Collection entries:

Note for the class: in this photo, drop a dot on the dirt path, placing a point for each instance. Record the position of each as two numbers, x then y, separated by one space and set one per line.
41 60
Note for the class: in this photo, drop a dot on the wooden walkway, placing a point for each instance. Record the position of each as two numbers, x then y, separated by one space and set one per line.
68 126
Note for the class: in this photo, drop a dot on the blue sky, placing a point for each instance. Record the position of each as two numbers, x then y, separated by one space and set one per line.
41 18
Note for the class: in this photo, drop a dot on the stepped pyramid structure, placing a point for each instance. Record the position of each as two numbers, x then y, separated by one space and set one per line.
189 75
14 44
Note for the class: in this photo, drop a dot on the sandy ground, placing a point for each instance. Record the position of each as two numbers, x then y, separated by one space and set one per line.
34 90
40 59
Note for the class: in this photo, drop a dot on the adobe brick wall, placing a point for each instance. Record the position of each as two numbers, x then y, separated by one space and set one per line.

AIM: Copy all of the records above word for word, keeping every line in its original order.

RESULT OF THIS EXERCISE:
Note for the class: in this photo, drop a dot on the dirt path, placing a point for each instance. Record the position of each as two numbers, x then y, separated by one space and set one per line.
41 60
Note for the class: in this photo, drop a dot on the wooden walkway, placing a point for each instance. Record the position of each as two numbers, x then y, separated by one space and set one per line.
68 126
Note for the class: in this photo, drop a dot on the blue sky, placing a point for each instance. Record the position of each as two numbers, x then y, separated by one space and set one per line.
41 18
Note for the class: in this photo, drop a dot on the stepped pyramid structure, placing a point for each instance. Record the position of each as two numbers, x then y, separated by one space and set one per line.
189 75
14 44
Note for the class: in this photo, drop a dot on the sandy ground, placing a point for each instance. Record the position of each as two numbers, x then y, separated by one space and set one per line.
34 90
40 59
Note for the class: in this photo, drop a dot on the adobe brick wall, placing a point for each instance. Record the position of each as two numbers, x then y, separated by one space and set one per line.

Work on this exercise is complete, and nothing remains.